THE EXERCISE
Quote, verbatim, all material below, without pictures.
*** EXTRACTED MATERIAL ***
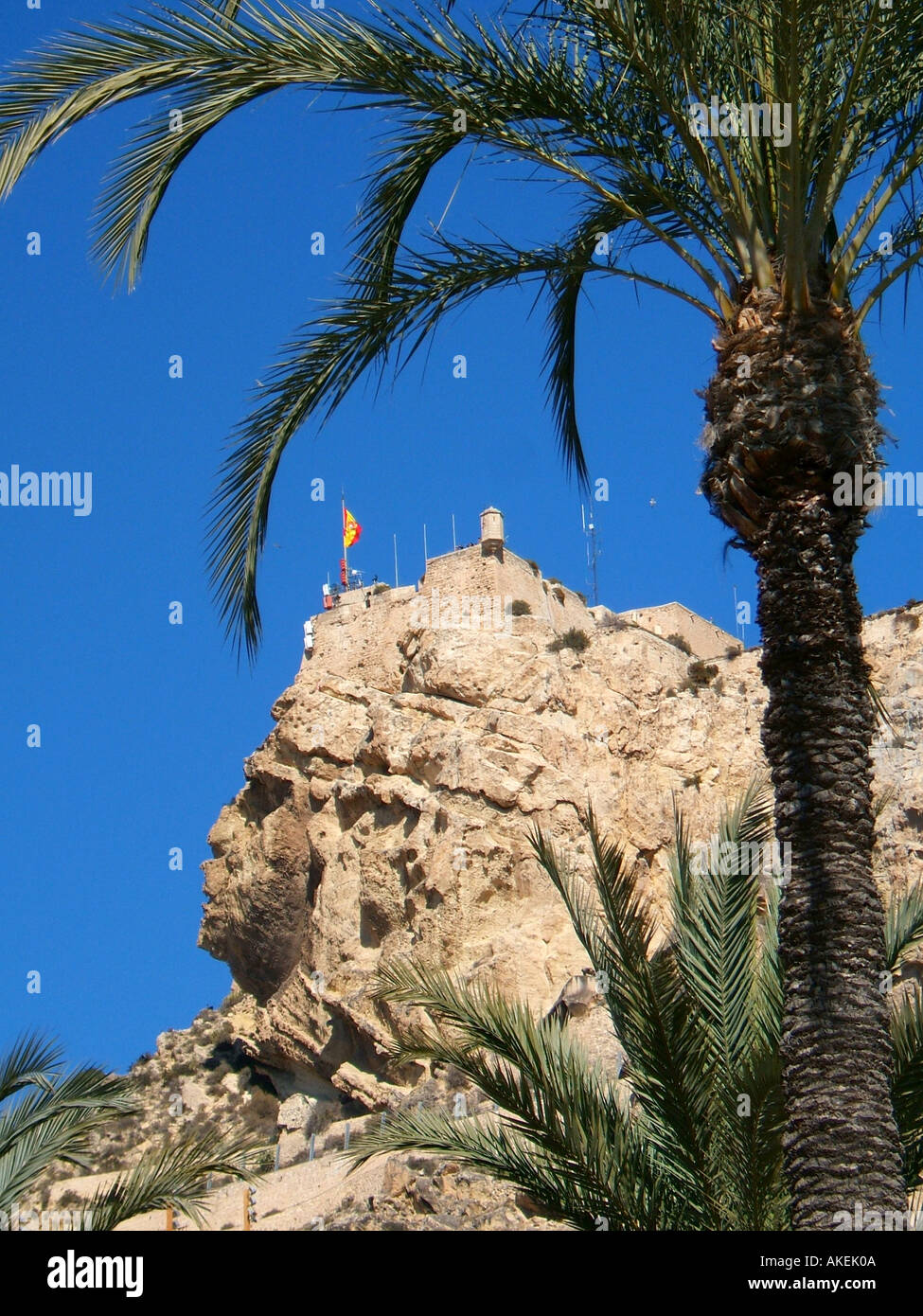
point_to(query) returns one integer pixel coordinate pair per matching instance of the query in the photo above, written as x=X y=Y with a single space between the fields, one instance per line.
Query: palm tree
x=51 y=1115
x=698 y=1011
x=769 y=209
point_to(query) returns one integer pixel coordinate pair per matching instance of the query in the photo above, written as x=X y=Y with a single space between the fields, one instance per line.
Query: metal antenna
x=592 y=554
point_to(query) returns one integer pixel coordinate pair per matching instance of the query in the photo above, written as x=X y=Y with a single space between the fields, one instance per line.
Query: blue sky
x=144 y=724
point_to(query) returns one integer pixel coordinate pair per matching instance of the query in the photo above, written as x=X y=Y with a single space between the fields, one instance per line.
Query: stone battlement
x=488 y=570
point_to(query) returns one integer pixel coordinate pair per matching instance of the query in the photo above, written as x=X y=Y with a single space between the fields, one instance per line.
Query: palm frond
x=175 y=1175
x=908 y=1082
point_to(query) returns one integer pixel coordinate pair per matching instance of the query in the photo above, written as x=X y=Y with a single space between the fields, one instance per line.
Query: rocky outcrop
x=389 y=812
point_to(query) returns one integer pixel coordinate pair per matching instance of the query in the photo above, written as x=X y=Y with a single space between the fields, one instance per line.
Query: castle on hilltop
x=488 y=570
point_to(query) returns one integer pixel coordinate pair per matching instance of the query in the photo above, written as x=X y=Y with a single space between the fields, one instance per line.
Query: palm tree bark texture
x=794 y=397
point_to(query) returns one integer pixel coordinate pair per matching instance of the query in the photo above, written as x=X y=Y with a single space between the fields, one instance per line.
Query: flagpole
x=343 y=536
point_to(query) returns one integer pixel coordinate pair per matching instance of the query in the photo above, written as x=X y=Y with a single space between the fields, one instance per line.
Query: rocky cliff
x=389 y=812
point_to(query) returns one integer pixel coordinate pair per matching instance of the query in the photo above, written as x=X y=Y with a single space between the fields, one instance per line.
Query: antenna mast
x=592 y=554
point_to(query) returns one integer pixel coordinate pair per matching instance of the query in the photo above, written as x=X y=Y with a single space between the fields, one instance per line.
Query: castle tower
x=491 y=533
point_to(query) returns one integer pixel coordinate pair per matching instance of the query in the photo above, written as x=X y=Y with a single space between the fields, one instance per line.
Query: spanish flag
x=350 y=529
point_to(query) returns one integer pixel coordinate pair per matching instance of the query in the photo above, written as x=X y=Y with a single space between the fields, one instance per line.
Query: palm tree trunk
x=806 y=405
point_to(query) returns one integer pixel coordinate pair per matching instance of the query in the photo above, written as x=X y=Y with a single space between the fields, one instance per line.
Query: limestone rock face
x=389 y=812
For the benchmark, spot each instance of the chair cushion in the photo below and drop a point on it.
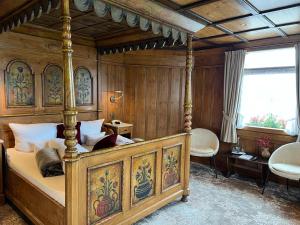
(287, 168)
(204, 152)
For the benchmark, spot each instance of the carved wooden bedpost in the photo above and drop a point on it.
(71, 156)
(188, 114)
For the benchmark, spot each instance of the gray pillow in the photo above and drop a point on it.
(49, 162)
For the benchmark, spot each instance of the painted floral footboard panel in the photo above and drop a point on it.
(124, 184)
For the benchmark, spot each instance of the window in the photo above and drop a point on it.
(268, 94)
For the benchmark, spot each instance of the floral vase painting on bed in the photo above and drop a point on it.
(171, 166)
(143, 177)
(104, 191)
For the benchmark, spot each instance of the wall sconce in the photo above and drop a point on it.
(117, 96)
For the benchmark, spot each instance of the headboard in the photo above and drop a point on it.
(50, 117)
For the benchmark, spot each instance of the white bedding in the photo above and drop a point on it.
(24, 164)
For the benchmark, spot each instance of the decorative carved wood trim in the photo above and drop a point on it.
(70, 121)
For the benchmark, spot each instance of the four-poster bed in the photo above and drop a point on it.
(110, 186)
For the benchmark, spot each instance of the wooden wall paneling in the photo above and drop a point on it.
(153, 83)
(162, 102)
(174, 100)
(140, 104)
(151, 102)
(129, 96)
(103, 88)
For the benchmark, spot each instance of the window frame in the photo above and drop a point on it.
(262, 70)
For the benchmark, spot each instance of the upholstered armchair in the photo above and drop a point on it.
(205, 144)
(285, 162)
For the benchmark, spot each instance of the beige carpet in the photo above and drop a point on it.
(220, 201)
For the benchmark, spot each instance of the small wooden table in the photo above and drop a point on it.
(258, 166)
(124, 129)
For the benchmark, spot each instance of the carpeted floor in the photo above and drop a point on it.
(221, 201)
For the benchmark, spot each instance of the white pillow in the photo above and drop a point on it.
(91, 140)
(90, 128)
(29, 133)
(38, 145)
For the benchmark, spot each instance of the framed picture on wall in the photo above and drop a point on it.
(19, 83)
(53, 85)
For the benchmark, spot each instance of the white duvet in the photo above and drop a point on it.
(24, 164)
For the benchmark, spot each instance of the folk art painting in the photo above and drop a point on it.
(171, 166)
(104, 191)
(83, 86)
(143, 177)
(19, 81)
(53, 85)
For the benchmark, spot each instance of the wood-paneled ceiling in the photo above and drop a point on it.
(228, 21)
(234, 21)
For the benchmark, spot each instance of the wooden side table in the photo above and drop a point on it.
(2, 199)
(258, 166)
(124, 129)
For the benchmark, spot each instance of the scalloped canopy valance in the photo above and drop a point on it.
(133, 19)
***
SOLUTION FOR THIS TASK
point_to(query) returns one integer pixel coordinate pair per matching instance of the query in the photo above, written as x=X y=Y with a single space between the fields, one instance per line.
Query: palm tree
x=51 y=1115
x=698 y=1011
x=769 y=209
point_to(query) returns one integer pixel coordinate pair per matching instance of the query in the photo above, written as x=X y=Y with a single space between the fields, one instance per line.
Query: metal antenna
x=592 y=554
point_to(query) returns one integer pixel coordinate pair per matching instance of the query in the photo above, written as x=X y=Y with a single space between the fields, one instance per line.
Query: blue sky
x=144 y=724
point_to(query) returns one integer pixel coordinate pair per matching instance of the query in the photo above, written as x=X y=Y with a single space between the fields, one instance per line.
Query: stone battlement
x=488 y=570
point_to(query) returns one integer pixel coordinate pair per matching instance of the query in the photo above, written as x=X y=Y with a single space between the fields, one instance per line.
Query: palm frond
x=175 y=1175
x=908 y=1082
point_to(query) returns one integer pixel coordinate pair per matching instance of the query in the photo above, written as x=X y=Y with a single space between the fields, one instance per line.
Query: rocky outcrop
x=389 y=812
point_to(query) returns one integer pixel coordinate pair per matching instance of the query in the photo above, written as x=X y=Y with a single space between the fields, one instance per line.
Query: castle on hilltop
x=488 y=570
point_to(query) returns one integer pixel coordinate pair per matching instance of the query in the photo above, written as x=X y=Y with a single space between the fields, one instance per line.
Query: palm tree bark texture
x=794 y=397
point_to(query) returns one integer pixel coordinate pair per matching instance of the query in the photo above, written as x=X y=Y with a single space between the fields, one instance per line.
Query: flagpole
x=343 y=536
point_to(query) returns one integer pixel coordinate pair per matching instance of the query in the photo above, written as x=X y=Y with a single space between the fields, one instance per line.
Query: rocky cliff
x=389 y=812
point_to(query) returns one integer pixel coordinate pair per matching instance of the query in the photo above, written as x=X y=Y with a single space between the fields, one instance per line.
Query: antenna mast
x=592 y=554
point_to(query) returns one integer pixel coordinate pair per matching instance of the query in the photo above, written as x=X y=Y with a single space between the fields, one instance per line.
Query: castle tower
x=491 y=533
point_to(query) returns one integer pixel coordinate pair per matching instance of the query in the photo above, written as x=X y=Y with a single space between the fields, one instance per line.
Query: spanish flag
x=350 y=529
point_to(query) returns one integer pixel coordinate pair per matching instance of the query in the photo above, written as x=X y=Y with a single space between the fields, one instance per line.
Query: palm tree trunk
x=806 y=405
point_to(query) returns one integer pixel coordinate pair per matching instance of the query in the photo above, written as x=X y=Y with a single space between the fields, one instance per line.
Query: limestone rock face
x=389 y=812
For the benchmark, spot each instance of the chair cushion in the photo below and drop a point on it.
(287, 168)
(204, 152)
For the benchmark, spot each instance of the carved wooden bedpost in the photo above and drop a point on it.
(71, 156)
(188, 114)
For the benchmark, spot each instance of the gray pillow in the photo above and drop a point on it.
(49, 162)
For the benchmark, spot each instance of the painted floral footboard panel in the photo above and drop a point on it.
(124, 184)
For the benchmark, spot each instance of the window in the photo above and drop a point on it.
(268, 94)
For the benchmark, spot each instance of the floral vase painting on bed in the photo above and drop a point on it.
(171, 166)
(143, 177)
(104, 191)
For the benchmark, spot each instance of the wall sconce in the photo above and drop a point on it.
(117, 96)
For the benchmark, spot each instance of the headboard in the photo above and drop a point on it.
(50, 117)
For the benchmark, spot each instance of the white bedding in the photo above and drop a point on it.
(24, 164)
For the benchmark, spot each instance of the decorative carved wood trim in the photo above and drop a point on it.
(70, 121)
For the benchmark, spot each instance of the four-poster bed in the photo above and drop a point on it.
(110, 186)
For the benchmark, spot each instance of the wooden wall paneling in the photo above and drop a point on it.
(153, 83)
(162, 102)
(174, 100)
(140, 104)
(151, 102)
(129, 96)
(103, 88)
For the benchmark, spot each instance of the window frame in the photo above and drop a point on it.
(262, 70)
For the benchmark, spot each instance of the upholstered armchair in the photo above and drop a point on it.
(205, 144)
(285, 162)
For the benchmark, spot each instance of the beige carpet in the photo above and drop a point on it.
(220, 201)
For the benchmark, spot each instance of the small wooden table in the photo above and drop a point on it.
(258, 166)
(124, 129)
For the benchmark, spot each instance of the carpeted floor in the photo above and drop a point on it.
(221, 201)
For the benchmark, spot each instance of the white pillow in the photo above and drop a point on it.
(91, 140)
(90, 128)
(29, 133)
(38, 145)
For the benchmark, spot each instance of the framed picture on wall in the photo above and drop a point on it.
(19, 83)
(53, 85)
For the benchmark, spot each instance of the white duvet in the photo above and drop a point on it.
(24, 164)
For the benchmark, spot each instance of the folk art painting in the photo above and drop a point on it.
(171, 166)
(104, 191)
(83, 86)
(143, 177)
(19, 81)
(53, 85)
For the benchmark, spot each instance of the wood-paneled ceiling in the photo above and drop a point on it.
(228, 21)
(234, 21)
For the benchmark, spot each instance of the wooden side table in the photo above and drop a point on it.
(2, 199)
(258, 166)
(124, 129)
For the benchmark, spot each instance of the scalloped canopy valance in the photo above and drop a point on it.
(133, 19)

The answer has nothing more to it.